#### DOCUMENT EXTRACT:
The "read" command misinterprets file names containing spaces

The "read" command, which is built into bash, takes words from the standard input. However, "read" is not good at taking file names if the file names contain spaces. I would like my bash script to ask the user to enter file names, which may contain spaces. Can you think about any technique for this situation?

Suppose that the current directory has the following two files. Each file name contains a space.

Summer View.txt
Winter View.txt

Upon receiving these two file names, the "read" command misinterprets as if there were four files.

read -p "Enter files: "
for i in $REPLY ; do
  echo $i
done

-----

Summer\ View.txt Winter\ View.txt

When the above line was passed to "read",
the following output was returned.

Summer
View.txt
Winter
View.txt

-----

"Summer View.txt" "Winter View.txt"

When the above line was passed to "read",
the following output was returned.

"Summer
View.txt"
"Winter
View.txt"

I also tried single quotes, which ended up with the same erroneous output as double quotes.

-----

Is there any solution that will correctly interpret the above kinds of inputs as two files?

The delimiter can be changed from space to other characters by setting $IFS. However, I would rather stick on space for delimiter, because all characters including all symbols seem to be legal for file names or path names on modern GUI OS's.

If these file names are arguments to a script, then they would be correctly interpreted as two files. Consider the following script whose name is MyScript.

for arg ; do
  echo $arg
done

MyScript Summer\ View.txt Winter\ View.txt
and
MyScript "Summer View.txt" "Winter View.txt"

correctly output the following two file names.

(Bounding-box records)
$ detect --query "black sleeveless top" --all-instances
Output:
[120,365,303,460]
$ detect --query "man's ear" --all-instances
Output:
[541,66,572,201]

#### SET TASKS:
A – Answer these questions about the post on the "read" command:
(i) What are the names of the two files in the current directory?
(ii) What output did single quotes give?
(iii) What is the name of the script that reads the file names as arguments?
B – Can you rescale the bounding-box listing? Write out all its lines, requests included, and multiply each coordinate in the outputs by 0.7, rounding to whole numbers with halves rounded up.

#### TASK ANSWERS:
A –
(i) Summer View.txt and Winter View.txt
(ii) The same erroneous output as double quotes
(iii) MyScript

B –
$ detect --query "black sleeveless top" --all-instances
Output:
[84,256,212,322]
$ detect --query "man's ear" --all-instances
Output:
[379,46,400,141]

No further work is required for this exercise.